## BEGIN RECORDS SUPPLIED

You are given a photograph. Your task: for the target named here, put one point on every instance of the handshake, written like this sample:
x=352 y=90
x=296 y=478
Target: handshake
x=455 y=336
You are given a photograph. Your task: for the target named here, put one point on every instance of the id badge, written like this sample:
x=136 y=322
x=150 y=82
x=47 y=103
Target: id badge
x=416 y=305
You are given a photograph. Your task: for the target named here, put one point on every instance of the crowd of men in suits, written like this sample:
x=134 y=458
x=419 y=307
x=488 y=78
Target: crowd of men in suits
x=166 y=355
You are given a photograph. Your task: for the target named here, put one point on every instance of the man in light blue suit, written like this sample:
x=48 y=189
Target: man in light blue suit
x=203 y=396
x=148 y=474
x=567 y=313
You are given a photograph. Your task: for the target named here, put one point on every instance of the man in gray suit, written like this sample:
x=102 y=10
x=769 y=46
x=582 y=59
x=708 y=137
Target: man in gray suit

## END RECORDS SUPPLIED

> **YOUR TASK**
Please rewrite every line of the entries above as a JSON list of strings, with one string per line and no blank lines.

> **SOLUTION**
[
  "You are given a photograph. Your task: for the target named here, put one point on every instance of the handshake, written like this sample:",
  "x=352 y=90",
  "x=296 y=478",
  "Target: handshake",
  "x=455 y=336",
  "You are given a photograph. Your task: for the target named here, put one point on every instance of the id badge, written like this sample:",
  "x=136 y=322",
  "x=150 y=82",
  "x=47 y=103",
  "Target: id badge",
  "x=416 y=305",
  "You are given a photograph. Your task: for the target named here, put one point on every instance of the crowd of men in suits, written like this sample:",
  "x=134 y=458",
  "x=419 y=307",
  "x=488 y=78",
  "Target: crowd of men in suits",
  "x=166 y=355",
  "You are given a photograph. Your task: for the target named here, put one point on every instance of the man in light blue suit, written like this sample:",
  "x=48 y=189",
  "Target: man in light blue suit",
  "x=203 y=396",
  "x=148 y=474",
  "x=567 y=313",
  "You are given a photograph. Your task: for the target named here, put one point on every instance of the man in gray suit, written like this sample:",
  "x=102 y=10",
  "x=769 y=46",
  "x=582 y=59",
  "x=708 y=137",
  "Target: man in gray suit"
]